Auto Innovators represents the full automotive industry, including the manufacturers producing
most vehicles sold in the U.S., equipment suppliers, battery producers, semiconductor makers,
technology companies, and autonomous vehicle developers. Our mission is to work with
policymakers to realize a cleaner, safer, and smarter transportation future and to ensure a healthy
and competitive automotive industry that supports U.S. economic and national security.
Representing over 5 percent of the country’s GDP, responsible for supporting nearly 11 million jobs,
and driving almost $1.5 trillion in annual economic activity, the automotive industry is the nation’s
largest manufacturing sector.
All stakeholders should strive to build trust within the ADAS and ADS ecosystems. Auto Innovators
members support transparency and continue to believe that it is essential to American
competitiveness and national security that there be a path that facilitates the testing, deployment
and commercialization of such vehicles. If used correctly, a data repository under the management
of the National Highway Traffic Safety Administration (NHTSA) can create a single national
framework that collects useful, meaningful and objective data.

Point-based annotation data
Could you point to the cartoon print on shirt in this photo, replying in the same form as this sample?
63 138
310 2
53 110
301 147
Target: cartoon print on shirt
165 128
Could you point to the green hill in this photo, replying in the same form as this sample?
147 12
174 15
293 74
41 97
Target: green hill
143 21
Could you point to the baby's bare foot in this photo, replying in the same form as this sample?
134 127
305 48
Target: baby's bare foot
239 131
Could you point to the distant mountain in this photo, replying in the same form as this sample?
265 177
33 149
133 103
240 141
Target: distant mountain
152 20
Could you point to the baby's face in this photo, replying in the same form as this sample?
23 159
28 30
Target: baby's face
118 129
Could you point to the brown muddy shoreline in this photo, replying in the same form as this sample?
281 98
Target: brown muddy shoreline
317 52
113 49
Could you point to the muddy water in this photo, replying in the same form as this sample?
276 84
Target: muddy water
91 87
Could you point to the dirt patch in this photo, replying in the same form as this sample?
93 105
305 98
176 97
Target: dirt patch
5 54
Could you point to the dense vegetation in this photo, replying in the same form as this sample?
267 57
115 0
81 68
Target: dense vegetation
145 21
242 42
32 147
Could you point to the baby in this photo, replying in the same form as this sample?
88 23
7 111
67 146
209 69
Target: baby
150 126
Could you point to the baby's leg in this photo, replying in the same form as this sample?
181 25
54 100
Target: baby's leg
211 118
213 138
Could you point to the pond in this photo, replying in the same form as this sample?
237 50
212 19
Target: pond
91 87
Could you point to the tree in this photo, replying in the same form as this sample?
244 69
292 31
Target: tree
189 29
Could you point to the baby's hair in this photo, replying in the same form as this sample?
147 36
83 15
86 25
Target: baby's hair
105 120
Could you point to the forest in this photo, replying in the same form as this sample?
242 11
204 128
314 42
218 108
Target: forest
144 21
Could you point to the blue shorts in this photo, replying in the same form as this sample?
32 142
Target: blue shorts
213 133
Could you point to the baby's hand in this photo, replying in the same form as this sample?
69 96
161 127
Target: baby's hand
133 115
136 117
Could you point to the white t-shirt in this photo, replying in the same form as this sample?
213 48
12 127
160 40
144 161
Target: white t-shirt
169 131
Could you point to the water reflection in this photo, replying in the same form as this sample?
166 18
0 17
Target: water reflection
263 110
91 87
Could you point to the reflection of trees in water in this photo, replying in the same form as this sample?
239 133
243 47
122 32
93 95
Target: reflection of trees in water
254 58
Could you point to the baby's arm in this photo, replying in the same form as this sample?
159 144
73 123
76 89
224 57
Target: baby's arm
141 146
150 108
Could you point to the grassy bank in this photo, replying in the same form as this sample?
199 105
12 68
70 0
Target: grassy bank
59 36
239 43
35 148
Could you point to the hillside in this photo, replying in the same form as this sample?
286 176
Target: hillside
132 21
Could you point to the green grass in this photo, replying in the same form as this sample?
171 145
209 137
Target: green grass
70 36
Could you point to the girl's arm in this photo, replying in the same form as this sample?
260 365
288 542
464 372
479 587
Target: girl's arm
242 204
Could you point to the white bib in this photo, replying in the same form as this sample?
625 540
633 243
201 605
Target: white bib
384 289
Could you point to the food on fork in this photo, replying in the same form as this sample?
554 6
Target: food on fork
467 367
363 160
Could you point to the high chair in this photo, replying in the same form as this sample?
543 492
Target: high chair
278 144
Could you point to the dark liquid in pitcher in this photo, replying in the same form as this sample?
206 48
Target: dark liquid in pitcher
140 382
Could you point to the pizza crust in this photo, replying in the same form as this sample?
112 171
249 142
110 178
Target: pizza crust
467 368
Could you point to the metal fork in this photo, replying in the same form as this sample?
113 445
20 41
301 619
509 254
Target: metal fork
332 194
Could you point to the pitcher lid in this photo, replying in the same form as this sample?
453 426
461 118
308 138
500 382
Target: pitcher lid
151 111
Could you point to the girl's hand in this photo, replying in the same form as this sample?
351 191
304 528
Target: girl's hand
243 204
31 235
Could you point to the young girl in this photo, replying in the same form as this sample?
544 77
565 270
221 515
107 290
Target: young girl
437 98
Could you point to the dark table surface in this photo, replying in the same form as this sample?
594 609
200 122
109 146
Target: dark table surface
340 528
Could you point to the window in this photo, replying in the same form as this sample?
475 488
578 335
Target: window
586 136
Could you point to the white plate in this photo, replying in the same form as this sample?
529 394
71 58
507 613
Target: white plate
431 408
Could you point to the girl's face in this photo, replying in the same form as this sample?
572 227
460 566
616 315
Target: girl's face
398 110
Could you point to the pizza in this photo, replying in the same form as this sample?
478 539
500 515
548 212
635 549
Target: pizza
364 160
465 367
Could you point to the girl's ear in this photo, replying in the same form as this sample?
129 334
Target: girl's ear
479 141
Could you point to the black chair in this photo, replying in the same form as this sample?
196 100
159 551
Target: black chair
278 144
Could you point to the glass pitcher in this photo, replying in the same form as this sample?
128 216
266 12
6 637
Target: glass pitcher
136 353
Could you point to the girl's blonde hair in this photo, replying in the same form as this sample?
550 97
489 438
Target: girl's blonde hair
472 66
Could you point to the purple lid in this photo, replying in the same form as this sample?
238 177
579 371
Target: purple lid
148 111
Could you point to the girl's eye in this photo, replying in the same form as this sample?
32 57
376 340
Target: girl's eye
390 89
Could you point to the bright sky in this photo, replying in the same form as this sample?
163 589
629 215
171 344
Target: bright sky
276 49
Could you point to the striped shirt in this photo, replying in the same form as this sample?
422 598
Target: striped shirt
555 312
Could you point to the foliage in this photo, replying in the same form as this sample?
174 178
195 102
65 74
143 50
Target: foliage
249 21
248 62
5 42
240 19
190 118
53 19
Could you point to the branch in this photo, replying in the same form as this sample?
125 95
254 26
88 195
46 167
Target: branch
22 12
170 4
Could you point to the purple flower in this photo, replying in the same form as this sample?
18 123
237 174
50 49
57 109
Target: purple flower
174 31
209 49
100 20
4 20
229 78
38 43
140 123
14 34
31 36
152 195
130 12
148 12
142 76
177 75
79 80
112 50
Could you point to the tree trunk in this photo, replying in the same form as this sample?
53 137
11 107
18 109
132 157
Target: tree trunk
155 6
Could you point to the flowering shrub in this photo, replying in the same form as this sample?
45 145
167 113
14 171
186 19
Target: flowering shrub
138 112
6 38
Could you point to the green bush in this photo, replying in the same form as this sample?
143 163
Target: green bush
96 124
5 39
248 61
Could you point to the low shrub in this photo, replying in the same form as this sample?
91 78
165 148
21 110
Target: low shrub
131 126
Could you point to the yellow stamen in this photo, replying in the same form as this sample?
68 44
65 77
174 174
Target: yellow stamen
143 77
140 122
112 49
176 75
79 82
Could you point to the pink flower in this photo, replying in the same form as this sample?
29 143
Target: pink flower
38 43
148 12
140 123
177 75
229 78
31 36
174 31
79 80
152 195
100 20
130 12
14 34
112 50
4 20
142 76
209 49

# What is asked:
**a.** Please print the part of the automotive industry text from "Auto Innovators represents" up to and including "largest manufacturing sector.".
**b.** Proceed with the automotive industry text, picking up right after its final sentence.

# Exercise responses:
**a.**
Auto Innovators represents the full automotive industry, including the manufacturers producing
most vehicles sold in the U.S., equipment suppliers, battery producers, semiconductor makers,
technology companies, and autonomous vehicle developers. Our mission is to work with
policymakers to realize a cleaner, safer, and smarter transportation future and to ensure a healthy
and competitive automotive industry that supports U.S. economic and national security.
Representing over 5 percent of the country’s GDP, responsible for supporting nearly 11 million jobs,
and driving almost $1.5 trillion in annual economic activity, the automotive industry is the nation’s
largest manufacturing sector.

**b.**
NHTSA’s goal is safety. However, NHTSA itself has indicated that the SGO data has important
limitations and is not intended to enumerate whether any particular feature is safe or unsafe. Since
the data lacks context or normalization based on the number of vehicles or miles traveled, its
usefulness for meaningful analysis is limited.1 Moreover, the data as currently collected does not
meet the quality standards necessary for valid statistical comparison or sound policy judgments. As
discussed below, there continues to be misunderstanding about the broad compliance burden the
SGO imposes on OEMs, — which must ensure company-wide compliance and analysis of all
potentially reportable crashes.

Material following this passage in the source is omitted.